# Activity:
Please set out each line below exactly as it stands, without the images.

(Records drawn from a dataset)

★ ★ ★

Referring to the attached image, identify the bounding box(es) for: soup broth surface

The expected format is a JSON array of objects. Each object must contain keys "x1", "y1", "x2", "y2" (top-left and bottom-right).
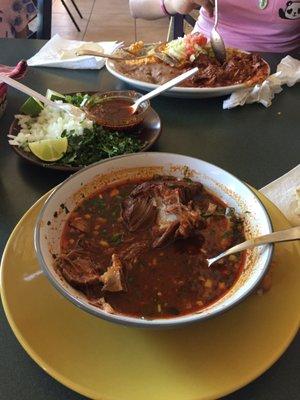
[{"x1": 56, "y1": 176, "x2": 246, "y2": 319}]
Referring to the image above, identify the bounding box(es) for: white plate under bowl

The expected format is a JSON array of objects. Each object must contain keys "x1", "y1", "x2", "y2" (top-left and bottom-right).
[
  {"x1": 35, "y1": 153, "x2": 273, "y2": 328},
  {"x1": 106, "y1": 59, "x2": 270, "y2": 99}
]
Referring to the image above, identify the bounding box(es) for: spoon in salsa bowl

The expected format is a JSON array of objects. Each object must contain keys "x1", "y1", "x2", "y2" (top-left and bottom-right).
[
  {"x1": 84, "y1": 68, "x2": 199, "y2": 130},
  {"x1": 129, "y1": 66, "x2": 199, "y2": 114},
  {"x1": 207, "y1": 226, "x2": 300, "y2": 267}
]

★ ★ ★

# Response area:
Referring to the attached image, identify the bounding box(es) for: soup broth surface

The expected format is a JSON array of objects. Each object must contain keys "x1", "y1", "x2", "y2" (top-left and bottom-right).
[{"x1": 56, "y1": 176, "x2": 246, "y2": 319}]
Referring to the image above, identify the bounding box(es) for: white plate under bowl

The expected format is a JSON array of objects. Each object must contain keys "x1", "y1", "x2", "y2" (top-left and bottom-right).
[
  {"x1": 35, "y1": 153, "x2": 273, "y2": 328},
  {"x1": 106, "y1": 59, "x2": 270, "y2": 99}
]
Referring to the image above, identify the bounding box(es) for: spoon in salsa bowl

The expected format is a JSON array of objects. Each object must contain keys "x1", "y1", "x2", "y2" (top-left and bottom-right).
[
  {"x1": 84, "y1": 68, "x2": 199, "y2": 130},
  {"x1": 129, "y1": 66, "x2": 199, "y2": 114},
  {"x1": 207, "y1": 226, "x2": 300, "y2": 267}
]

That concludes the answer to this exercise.